START Text shown
Ophthalmology · Strabismus (Types, Diagnosis, Treatment)

In a 3-year-old child with constant left esotropia of 30 prism diopters and no refractive error, the Prism Adaptation Test (PAT) is performed before surgery. A child who shows full adaptation (manifest angle increases to 50 PD) benefits from surgery targeting the adapted angle because:

  • A The original 30 PD represents only the motor component; full 50 PD includes the sensory component
  • B Adaptation indicates the child will develop anomalous retinal correspondence
  • C Surgery on the larger angle prevents consecutive exotropia
  • D Adapters have more stable motor alignment post-operatively
Correct answer: D. Adapters have more stable motor alignment post-operatively

Explanation

The Prism Adaptation Test (PAT) identifies patients who are 'prism responders' (angle increases with prism wear) — operating on the adapted (larger) angle gives better post-operative alignment stability because the surgical target is the true full angle of deviation. Adapters who have surgery on the original smaller angle tend to drift back toward the adapted angle post-operatively (residual esotropia). The PAT is used to optimize surgical dosing in esotropia. The increase in angle with prism is a motor adaptation phenomenon, not a sensory one. This approach is supported by Buckley et al. and used in non-accommodative esotropia management.

Reference: Khurana Comprehensive Ophthalmology, 7th ed.
END Text shown
START Data to examine
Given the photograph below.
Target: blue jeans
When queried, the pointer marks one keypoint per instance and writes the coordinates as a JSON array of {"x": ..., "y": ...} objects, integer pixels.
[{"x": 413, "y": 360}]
END Data to examine
START Data to examine
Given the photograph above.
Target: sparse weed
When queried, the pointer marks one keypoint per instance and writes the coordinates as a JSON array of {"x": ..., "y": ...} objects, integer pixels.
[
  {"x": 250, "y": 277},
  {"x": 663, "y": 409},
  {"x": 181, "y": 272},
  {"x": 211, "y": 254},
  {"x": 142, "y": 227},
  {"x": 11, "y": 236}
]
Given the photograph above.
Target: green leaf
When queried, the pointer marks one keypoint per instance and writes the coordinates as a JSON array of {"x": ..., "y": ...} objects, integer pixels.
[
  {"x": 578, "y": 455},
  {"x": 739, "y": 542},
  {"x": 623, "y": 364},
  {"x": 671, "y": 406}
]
END Data to examine
Exercise: Could you copy the strabismus text above word for word, from "The Prism Adaptation Test (PAT) identifies" to "non-accommodative esotropia management."?

Problem solution:
The Prism Adaptation Test (PAT) identifies patients who are 'prism responders' (angle increases with prism wear) — operating on the adapted (larger) angle gives better post-operative alignment stability because the surgical target is the true full angle of deviation. Adapters who have surgery on the original smaller angle tend to drift back toward the adapted angle post-operatively (residual esotropia). The PAT is used to optimize surgical dosing in esotropia. The increase in angle with prism is a motor adaptation phenomenon, not a sensory one. This approach is supported by Buckley et al. and used in non-accommodative esotropia management.